[Natural language region descriptions]
"""
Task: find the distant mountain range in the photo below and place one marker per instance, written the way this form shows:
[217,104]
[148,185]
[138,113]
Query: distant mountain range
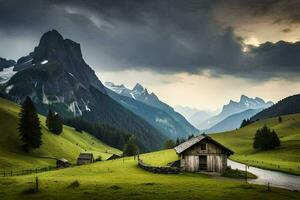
"""
### To do
Could you find every line in the records above that contains the word "range" and copy it?

### Answer space
Task: find the distant mountain range in the photo below and place one marker per instance, written the way this form shows:
Query: distant mountain range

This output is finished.